***** Texto apresentado

A África está lançada a “toda velocidade” na via do desenvolvimento e, se fizermos uma lista, ela tem tudo de que o mundo precisa: terras férteis, água doce, minerais raros essenciais para a transição ecológica e o desenvolvimento de tecnologias, além de uma população jovem que representa o futuro do consumo global.



Os parceiros estratégicos e econômicos


A Europa, que durante muito tempo teve uma relação complexa com o continente, inicialmente brutal e dominadora, em um sistema em que os africanos eram relegados à condição de nativos e explorados sem qualquer outra consideração. Esse passado, que deixou sua marca, pesa muito hoje nas relações entre os dois continentes.

Após a descolonização, a Europa quis manter sua influência por meio de laços econômicos, culturais e diplomáticos, mas muitas vezes com uma postura moralizadora que se tornou cada vez mais impopular. A França, em particular, viu-se rejeitada por várias de suas ex-colonias, acusada de interferência e de ter tratado “seus parceiros” africanos com condescendência.

Essas dificuldades permitiram a outros parceiros, como a China, de ocupar um novo espaço principalmente nos últimos 15 anos quando ultrapassou a França como principal parceiro econômico.


A Europa está a tentar recuperar espaço e fortalecer suas relações por viés de programas tais como Global Gateway, com 150 bilhões de euros em investimentos durante seis anos, ou seja, 25 bilhões de euros por ano. Enquanto a China, do outro lado anuncia 45 bilhões de euros apenas para 2024. A Europa não tem como prometer de uma parceria de iguais, sem o peso de seu passado colonial e sua postura desde a descolonização. Desde o início do milénio a China está avançando na África com uma estratégia terrivelmente eficiente - uma aliança de soft power, investimento maciço e controle estratégico de infraestruturas. 

Em 2022 ela ganhou um terço dos contratos de construção de infraestrutura superiores a 50 bilhões de USD contra somente 12 % para as empresas ocidentais. Com a iniciativa da Nova Rota da Seda, ela está financiando e construindo estradas como a Nairobi Expressway no Quênia portos e ferroviárias entre Djibuti e Adis Abeba ou entre Nairóbi e Mombaça infrasestrutura de energia como a usina hidrelétrica de Mombya na Nigéria, no valor de 4,9 bilhões de dólares. Ela se estabeleceu como o parceiro essencial no desenvolvimento de muitos países, como a República do Congo, Djibuti, Angola, Quênia, Etiópia e África do Sul.

**********

**Descrição do problema**
Segundo o texto sobre os parceiros da África, o que permitiu à China ocupar um novo espaço no continente? Responda em até três frases, por favor.

***** Registros armazenados

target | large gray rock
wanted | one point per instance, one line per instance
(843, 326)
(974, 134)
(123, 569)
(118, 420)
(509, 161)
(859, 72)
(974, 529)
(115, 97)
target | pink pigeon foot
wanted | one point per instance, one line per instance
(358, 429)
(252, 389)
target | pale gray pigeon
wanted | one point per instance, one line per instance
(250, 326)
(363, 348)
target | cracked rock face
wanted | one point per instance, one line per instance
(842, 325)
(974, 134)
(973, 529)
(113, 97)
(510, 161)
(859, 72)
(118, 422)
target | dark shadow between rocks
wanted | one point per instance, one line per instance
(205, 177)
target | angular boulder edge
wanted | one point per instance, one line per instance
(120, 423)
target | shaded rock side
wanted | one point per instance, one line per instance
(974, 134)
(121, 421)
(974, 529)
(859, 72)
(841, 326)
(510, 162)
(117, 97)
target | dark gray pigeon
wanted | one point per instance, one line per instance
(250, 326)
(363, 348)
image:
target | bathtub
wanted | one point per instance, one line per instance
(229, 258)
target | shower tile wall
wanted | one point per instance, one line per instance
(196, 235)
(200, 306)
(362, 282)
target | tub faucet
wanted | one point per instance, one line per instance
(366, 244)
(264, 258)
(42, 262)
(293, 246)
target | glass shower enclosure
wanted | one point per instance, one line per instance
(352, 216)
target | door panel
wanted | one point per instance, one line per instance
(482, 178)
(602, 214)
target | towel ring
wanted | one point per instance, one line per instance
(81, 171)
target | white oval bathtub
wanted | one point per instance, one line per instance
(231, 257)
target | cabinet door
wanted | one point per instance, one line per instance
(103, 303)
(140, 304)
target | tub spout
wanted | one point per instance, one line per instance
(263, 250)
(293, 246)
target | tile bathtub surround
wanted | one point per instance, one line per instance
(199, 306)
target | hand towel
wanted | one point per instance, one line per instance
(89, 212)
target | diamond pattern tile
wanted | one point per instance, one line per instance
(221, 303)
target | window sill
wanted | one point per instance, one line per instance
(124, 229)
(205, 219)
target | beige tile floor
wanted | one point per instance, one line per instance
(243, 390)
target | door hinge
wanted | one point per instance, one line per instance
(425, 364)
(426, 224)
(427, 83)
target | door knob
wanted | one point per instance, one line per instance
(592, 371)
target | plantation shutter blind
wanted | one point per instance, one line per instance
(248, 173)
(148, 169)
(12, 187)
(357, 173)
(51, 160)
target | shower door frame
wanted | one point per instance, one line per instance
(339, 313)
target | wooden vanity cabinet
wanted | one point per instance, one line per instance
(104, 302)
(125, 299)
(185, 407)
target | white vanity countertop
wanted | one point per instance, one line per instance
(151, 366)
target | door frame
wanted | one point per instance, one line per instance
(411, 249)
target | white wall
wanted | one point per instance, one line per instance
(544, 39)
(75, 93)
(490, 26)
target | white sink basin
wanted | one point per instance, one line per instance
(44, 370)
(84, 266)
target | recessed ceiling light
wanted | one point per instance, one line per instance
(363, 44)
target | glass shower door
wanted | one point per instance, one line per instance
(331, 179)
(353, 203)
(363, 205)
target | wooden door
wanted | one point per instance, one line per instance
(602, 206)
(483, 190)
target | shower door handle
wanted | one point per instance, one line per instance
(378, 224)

**********

**Solução do exercício**
Foram as dificuldades da Europa. Depois da descolonização, ela manteve uma postura moralizadora cada vez mais impopular, e a França foi rejeitada por várias de suas ex-colônias, acusada de interferência e de condescendência. Isso abriu espaço para a China, sobretudo nos últimos 15 anos, quando ela ultrapassou a França como principal parceiro econômico.